◆ **Text extract**:
DECLARE dept_rec dept%ROWTYPE; ... BEGIN SELECT deptno, dname, loc INTO dept_rec FROM dept WHERE deptno = 30;
However, you cannot assign a list of column values to a record by using an assignment statement. So, the following syntax is illegal:
record_name := (value1, value2, value3, ...); -- illegal
Although you can retrieve entire records, you cannot insert or update them. For example, the following statement is illegal:
INSERT INTO dept VALUES (dept_rec); -- illegal
Select-list items fetched from a cursor associated with %ROWTYPE must have simple names or, if they are expressions, must have aliases. In the following example, you use an alias called wages:
-- available online in file 'examp4' DECLARE CURSOR my_cursor IS SELECT sal + NVL(comm, 0) wages, ename FROM emp; my_rec my_cursor%ROWTYPE; BEGIN OPEN my_cursor; LOOP FETCH my_cursor INTO my_rec; EXIT WHEN my_cursor%NOTFOUND; IF my_rec.wages > 2000 THEN INSERT INTO temp VALUES (NULL, my_rec.wages, my_rec.ename); END IF; END LOOP; CLOSE my_cursor; END;
PL/SQL does not allow forward references. You must declare a variable or constant before referencing it in other statements, including other declarative statements. For example, the following declaration of maxi is illegal:
maxi INTEGER := 2 * mini; -- illegal mini INTEGER := 15;
However, PL/SQL does allow the forward declaration of subprograms. For more information, see "Forward Declarations".
Some languages allow you to declare a list of variables that have the same datatype. PL/SQL does not allow this. For example, the following declaration is illegal:
i, j, k SMALLINT; -- illegal
The legal version follows:
i SMALLINT; j SMALLINT; k SMALLINT;
The same naming conventions apply to all PL/SQL program items and units including constants, variables, cursors, cursor variables, exceptions, procedures, functions, and packages. Names can be simple, qualified, remote, or both qualified and remote. For example, you might use the procedure name raise_salary in any of the following ways:
raise_salary(...); -- simple emp_actions.raise_salary(...); -- qualified raise_salary@newyork(...); -- remote emp_actions.raise_salary@newyork(...); -- qualified and remote
In the first case, you simply use the procedure name. In the second case, you must qualify the name using dot notation because the procedure is stored in a package called emp_actions. In the third case, using the remote access indicator (@), you reference the database link newyork because the procedure is stored in a remote database. In the fourth case, you qualify the procedure name and reference a database link.
You can create synonyms to provide location transparency for remote schema objects such as tables, sequences, views, stand-alone subprograms, and packages. However, you cannot create synonyms for items declared within subprograms or packages. That includes constants, variables, cursors, cursor variables, exceptions, and packaged procedures.
Within the same scope, all declared identifiers must be unique. So, even if their datatypes differ, variables and parameters cannot share the same name. For example, two of the following declarations are illegal:
DECLARE valid_id BOOLEAN; valid_id VARCHAR2(5); -- illegal duplicate identifier FUNCTION bonus (valid_id IN INTEGER) RETURN REAL IS ... -- illegal triplicate identifier
For the scoping rules that apply to identifiers, see "Scope and Visibility".

◆ **Directions**: Resume the PL/SQL declarations text above, starting right after its final sentence.

◆ **Data extract**:

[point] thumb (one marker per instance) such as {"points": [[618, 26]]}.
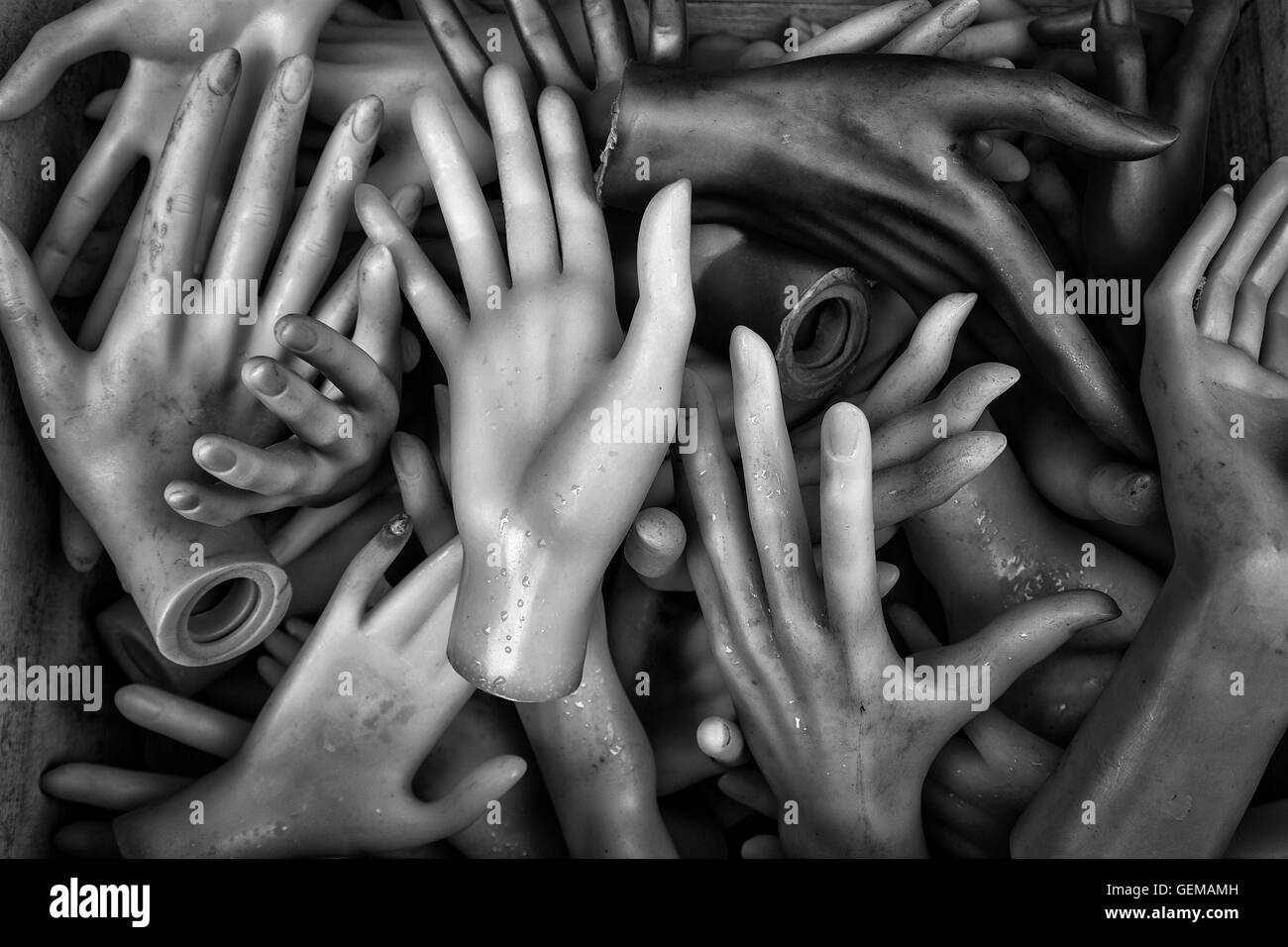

◆ **Written response**:
Like other identifiers, the names of constants, variables, and parameters are not case sensitive. For instance, PL/SQL considers the following names to be the same:
DECLARE zip_code INTEGER; Zip_Code INTEGER; -- same as zip_code ZIP_CODE INTEGER; -- same as zip_code and Zip_Code
In potentially ambiguous SQL statements, the names of local variables and formal parameters take precedence over the names of database tables. For example, the following UPDATE statement fails because PL/SQL assumes that emp refers to the loop counter:
FOR emp IN 1..5 LOOP ... UPDATE emp SET bonus = 500 WHERE ... END LOOP;
Likewise, the following SELECT statement fails because PL/SQL assumes that emp refers to the formal parameter:
PROCEDURE calc_bonus (emp NUMBER, bonus OUT REAL) IS avg_sal REAL; BEGIN SELECT AVG(sal) INTO avg_sal FROM emp WHERE ...
In such cases, you can prefix the table name with a username, as follows, but a better programming practice is to rename the variable or formal parameter:
PROCEDURE calc_bonus (emp NUMBER, bonus OUT REAL) IS avg_sal REAL; BEGIN SELECT AVG(sal) INTO avg_sal FROM scott.emp WHERE ...
Unlike the names of tables, the names of columns take precedence over the names of local variables and formal parameters. For example, the following DELETE statement removes all employees from the emp table, not just `KING', because Oracle assumes that both enames in the WHERE clause refer to the database column:
DECLARE ename VARCHAR2(10) := 'KING'; BEGIN DELETE FROM emp WHERE ename = ename;
In such cases, to avoid ambiguity, prefix the names of local variables and formal parameters with my_, as follows:
DECLARE my_ename VARCHAR2(10);
Or, use a block label to qualify references, as in
<<main>> DECLARE ename VARCHAR2(10) := 'KING'; BEGIN DELETE FROM emp WHERE ename = main.ename;
The next example shows that you can use a subprogram name to qualify references to local variables and formal parameters:
FUNCTION bonus (deptno IN NUMBER, ...) RETURN REAL IS job CHAR(10); BEGIN SELECT ... WHERE deptno = bonus.deptno AND job = bonus.job;
For a full discussion of name resolution, see Appendix E.
References to an identifier are resolved according to its scope and visibility. The scope of an identifier is that region of a program unit (block, subprogram, or package) from which you can reference the identifier. An identifier is visible only in the regions from which you can reference the identifier using an unqualified name. Figure 2-2 shows the scope and visibility of a variable named x, which is declared in an enclosing block, then redeclared in a sub-block.
Identifiers declared in a PL/SQL block are considered local to that block and global to all its sub-blocks. If a global identifier is redeclared in a sub-block, both identifiers remain in scope. Within the sub-block, however, only the local identifier is visible because you must use a qualified name to reference the global identifier.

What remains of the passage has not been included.